--- Metin parçası ---
Adıyaman'da 6 Şubat'taki depremlerde yıkılan ve 72 kişiye mezar olan İsias Otel'e ilişkin 5'i tutuklu, 11 sanığın yargılandığı dava duruşmasının 4. gününde ara karar verildi. Ölenlerin yakınlarının davaya katılma talepleri kabul edilirken tutuklu sanıkların tutukluluk halinin devamına karar verildi. KKTC vekili Çetin Arslan'ın katılma talebinde bulunmamış olması nedeniyle sanık avukatlarının itirazları hakkında karar verilmesine yer olmadığına hükmeden heyet, oteli gören MOBESE kayıtların istenmesine ve dosyanın bilirkişi heyetine tevdi edilmesine karar verdi. Ayrıca heyet, ifadelerde geçen 1995 yılında inşaatta meydana gelen iş kazasıyla ilgili dosyanın Adıyaman Cumhuriyet Başsavcılığından istenmesine ve sanıkların farklı cezaevine nakilleri yönündeki taleplerle ilgili karar verilmesine yer olmadığına hükmetti. Duruşma, 26 Nisan 2024'e ertelendi.
Kahramanmaraş merkezli 6 Şubat'ta meydana gelen depremlerde Adıyaman'daki İsias Otel'de, KKTC'den voleybol turnuvası için gelen, aralarında sporcu, öğretmen, antrenör ve Türkiye Turist Rehberleri Birliği üyelerinin de bulunduğu 72 kişinin hayatını kaybettiği soruşturmada 5 kişi tutuklanırken, 11 kişi hakkında 'bilinçli taksirle birden fazla insanın ölümüne ve yaralanmasına neden olma' suçundan 22 yıla kadar hapis cezası istemiyle dava açıldı.

--- Alıştırma ---
İsias Otel davasıyla ilgili haberi hiçbir şeyini değiştirmeden baştan sona kopyala.

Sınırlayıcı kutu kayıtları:
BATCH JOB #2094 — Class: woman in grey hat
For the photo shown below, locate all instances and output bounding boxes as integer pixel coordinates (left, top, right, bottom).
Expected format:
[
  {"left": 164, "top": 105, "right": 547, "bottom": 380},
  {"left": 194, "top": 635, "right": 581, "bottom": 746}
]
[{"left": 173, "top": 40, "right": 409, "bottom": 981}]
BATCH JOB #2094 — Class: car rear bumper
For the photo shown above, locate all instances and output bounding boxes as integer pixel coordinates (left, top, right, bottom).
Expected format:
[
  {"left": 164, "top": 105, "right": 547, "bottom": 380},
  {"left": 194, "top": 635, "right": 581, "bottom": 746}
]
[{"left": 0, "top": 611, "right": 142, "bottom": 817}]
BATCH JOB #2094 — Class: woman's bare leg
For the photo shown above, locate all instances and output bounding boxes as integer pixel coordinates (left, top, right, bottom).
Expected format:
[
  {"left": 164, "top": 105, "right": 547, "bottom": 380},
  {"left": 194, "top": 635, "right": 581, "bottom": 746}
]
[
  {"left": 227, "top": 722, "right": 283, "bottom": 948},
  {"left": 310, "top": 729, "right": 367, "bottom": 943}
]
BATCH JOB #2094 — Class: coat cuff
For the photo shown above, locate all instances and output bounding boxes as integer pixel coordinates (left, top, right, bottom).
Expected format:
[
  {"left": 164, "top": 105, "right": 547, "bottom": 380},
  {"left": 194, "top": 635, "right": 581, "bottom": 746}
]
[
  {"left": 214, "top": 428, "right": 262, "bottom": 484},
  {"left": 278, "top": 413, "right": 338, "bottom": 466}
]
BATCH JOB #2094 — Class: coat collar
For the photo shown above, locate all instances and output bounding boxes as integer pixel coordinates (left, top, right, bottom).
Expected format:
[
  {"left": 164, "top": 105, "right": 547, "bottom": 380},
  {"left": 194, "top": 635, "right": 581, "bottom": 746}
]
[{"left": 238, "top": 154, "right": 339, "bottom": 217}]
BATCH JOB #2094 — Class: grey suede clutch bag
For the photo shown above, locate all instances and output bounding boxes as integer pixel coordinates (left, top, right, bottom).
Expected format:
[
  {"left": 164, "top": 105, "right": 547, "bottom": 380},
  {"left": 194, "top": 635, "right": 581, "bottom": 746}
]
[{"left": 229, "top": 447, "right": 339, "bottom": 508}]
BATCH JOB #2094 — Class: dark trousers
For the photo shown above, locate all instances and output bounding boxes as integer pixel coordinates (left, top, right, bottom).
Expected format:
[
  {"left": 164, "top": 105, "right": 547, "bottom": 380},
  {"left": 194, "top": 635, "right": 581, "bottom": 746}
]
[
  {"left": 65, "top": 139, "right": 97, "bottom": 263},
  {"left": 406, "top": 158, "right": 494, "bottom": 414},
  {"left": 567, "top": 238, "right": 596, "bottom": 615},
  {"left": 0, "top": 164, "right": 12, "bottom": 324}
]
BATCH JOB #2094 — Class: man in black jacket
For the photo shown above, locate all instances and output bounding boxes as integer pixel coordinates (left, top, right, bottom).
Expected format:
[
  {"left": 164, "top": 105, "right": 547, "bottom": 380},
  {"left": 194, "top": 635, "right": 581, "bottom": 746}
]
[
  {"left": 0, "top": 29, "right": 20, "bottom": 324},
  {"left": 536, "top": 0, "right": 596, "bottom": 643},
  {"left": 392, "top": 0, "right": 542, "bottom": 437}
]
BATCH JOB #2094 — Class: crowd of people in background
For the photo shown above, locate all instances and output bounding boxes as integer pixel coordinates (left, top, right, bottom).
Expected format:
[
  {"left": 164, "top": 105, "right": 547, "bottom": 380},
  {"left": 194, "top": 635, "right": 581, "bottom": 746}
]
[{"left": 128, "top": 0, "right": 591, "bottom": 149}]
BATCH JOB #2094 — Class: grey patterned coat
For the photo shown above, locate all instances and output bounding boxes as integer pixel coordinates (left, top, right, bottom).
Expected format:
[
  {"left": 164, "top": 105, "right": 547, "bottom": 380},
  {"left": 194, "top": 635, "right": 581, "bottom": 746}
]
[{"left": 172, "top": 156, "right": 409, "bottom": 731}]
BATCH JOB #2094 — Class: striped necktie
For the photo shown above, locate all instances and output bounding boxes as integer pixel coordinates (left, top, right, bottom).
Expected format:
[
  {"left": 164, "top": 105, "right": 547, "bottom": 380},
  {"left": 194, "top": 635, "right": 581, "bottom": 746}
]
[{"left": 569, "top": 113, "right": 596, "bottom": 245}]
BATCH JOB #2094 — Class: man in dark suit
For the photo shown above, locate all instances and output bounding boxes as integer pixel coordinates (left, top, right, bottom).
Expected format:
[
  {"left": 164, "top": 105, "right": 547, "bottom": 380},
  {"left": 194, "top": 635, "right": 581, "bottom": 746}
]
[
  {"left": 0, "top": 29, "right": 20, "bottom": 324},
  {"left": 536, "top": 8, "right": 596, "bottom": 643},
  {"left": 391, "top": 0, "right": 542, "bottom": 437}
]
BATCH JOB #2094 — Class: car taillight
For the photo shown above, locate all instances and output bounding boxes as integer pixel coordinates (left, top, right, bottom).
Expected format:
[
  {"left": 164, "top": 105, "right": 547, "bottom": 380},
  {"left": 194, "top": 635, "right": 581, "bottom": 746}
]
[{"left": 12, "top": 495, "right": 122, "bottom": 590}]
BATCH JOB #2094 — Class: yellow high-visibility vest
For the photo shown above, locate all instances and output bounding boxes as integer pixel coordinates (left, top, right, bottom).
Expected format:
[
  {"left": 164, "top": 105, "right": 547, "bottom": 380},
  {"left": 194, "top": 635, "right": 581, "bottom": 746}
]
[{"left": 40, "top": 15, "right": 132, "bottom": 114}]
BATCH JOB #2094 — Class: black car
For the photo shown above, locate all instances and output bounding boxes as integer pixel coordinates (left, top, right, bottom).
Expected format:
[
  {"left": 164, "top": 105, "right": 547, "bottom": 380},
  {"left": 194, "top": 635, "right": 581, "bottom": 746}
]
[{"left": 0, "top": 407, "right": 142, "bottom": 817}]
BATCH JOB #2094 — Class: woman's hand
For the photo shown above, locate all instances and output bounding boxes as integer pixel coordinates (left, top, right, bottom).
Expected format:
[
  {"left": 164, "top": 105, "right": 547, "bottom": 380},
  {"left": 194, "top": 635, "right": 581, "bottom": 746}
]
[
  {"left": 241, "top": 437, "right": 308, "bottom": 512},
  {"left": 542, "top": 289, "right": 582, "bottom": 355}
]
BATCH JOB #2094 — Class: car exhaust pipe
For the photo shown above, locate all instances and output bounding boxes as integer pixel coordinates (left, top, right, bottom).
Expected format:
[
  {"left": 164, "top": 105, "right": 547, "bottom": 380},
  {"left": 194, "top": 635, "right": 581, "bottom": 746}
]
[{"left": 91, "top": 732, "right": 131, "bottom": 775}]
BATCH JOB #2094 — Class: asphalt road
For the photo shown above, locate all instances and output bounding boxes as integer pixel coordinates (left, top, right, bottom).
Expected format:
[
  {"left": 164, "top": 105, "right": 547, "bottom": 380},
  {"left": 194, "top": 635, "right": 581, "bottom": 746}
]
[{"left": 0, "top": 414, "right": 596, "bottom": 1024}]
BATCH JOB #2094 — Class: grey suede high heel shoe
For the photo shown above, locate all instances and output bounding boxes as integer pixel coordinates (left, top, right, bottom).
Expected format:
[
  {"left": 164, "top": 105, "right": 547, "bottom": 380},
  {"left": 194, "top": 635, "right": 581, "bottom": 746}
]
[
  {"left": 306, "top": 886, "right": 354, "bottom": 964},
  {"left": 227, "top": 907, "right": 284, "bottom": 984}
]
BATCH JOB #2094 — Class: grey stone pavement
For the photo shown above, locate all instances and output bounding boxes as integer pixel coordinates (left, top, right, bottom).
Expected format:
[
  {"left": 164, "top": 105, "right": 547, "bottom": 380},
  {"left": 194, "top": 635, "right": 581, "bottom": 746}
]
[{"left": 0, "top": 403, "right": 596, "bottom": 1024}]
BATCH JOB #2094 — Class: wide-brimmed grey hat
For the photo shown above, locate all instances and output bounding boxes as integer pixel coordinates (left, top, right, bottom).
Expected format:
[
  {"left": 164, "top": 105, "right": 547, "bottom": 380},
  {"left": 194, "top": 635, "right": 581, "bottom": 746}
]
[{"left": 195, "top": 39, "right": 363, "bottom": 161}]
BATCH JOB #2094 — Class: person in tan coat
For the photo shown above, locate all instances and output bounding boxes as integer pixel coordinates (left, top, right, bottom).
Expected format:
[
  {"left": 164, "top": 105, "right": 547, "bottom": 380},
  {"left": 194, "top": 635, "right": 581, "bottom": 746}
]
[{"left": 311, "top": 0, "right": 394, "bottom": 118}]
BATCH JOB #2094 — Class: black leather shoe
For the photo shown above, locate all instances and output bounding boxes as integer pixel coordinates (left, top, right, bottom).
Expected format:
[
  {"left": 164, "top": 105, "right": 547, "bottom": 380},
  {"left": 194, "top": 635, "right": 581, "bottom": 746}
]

--- Cevap ---
Adıyaman'da 6 Şubat'taki depremlerde yıkılan ve 72 kişiye mezar olan İsias Otel'e ilişkin 5'i tutuklu, 11 sanığın yargılandığı dava duruşmasının 4. gününde ara karar verildi. Ölenlerin yakınlarının davaya katılma talepleri kabul edilirken tutuklu sanıkların tutukluluk halinin devamına karar verildi. KKTC vekili Çetin Arslan'ın katılma talebinde bulunmamış olması nedeniyle sanık avukatlarının itirazları hakkında karar verilmesine yer olmadığına hükmeden heyet, oteli gören MOBESE kayıtların istenmesine ve dosyanın bilirkişi heyetine tevdi edilmesine karar verdi. Ayrıca heyet, ifadelerde geçen 1995 yılında inşaatta meydana gelen iş kazasıyla ilgili dosyanın Adıyaman Cumhuriyet Başsavcılığından istenmesine ve sanıkların farklı cezaevine nakilleri yönündeki taleplerle ilgili karar verilmesine yer olmadığına hükmetti. Duruşma, 26 Nisan 2024'e ertelendi.
Kahramanmaraş merkezli 6 Şubat'ta meydana gelen depremlerde Adıyaman'daki İsias Otel'de, KKTC'den voleybol turnuvası için gelen, aralarında sporcu, öğretmen, antrenör ve Türkiye Turist Rehberleri Birliği üyelerinin de bulunduğu 72 kişinin hayatını kaybettiği soruşturmada 5 kişi tutuklanırken, 11 kişi hakkında 'bilinçli taksirle birden fazla insanın ölümüne ve yaralanmasına neden olma' suçundan 22 yıla kadar hapis cezası istemiyle dava açıldı.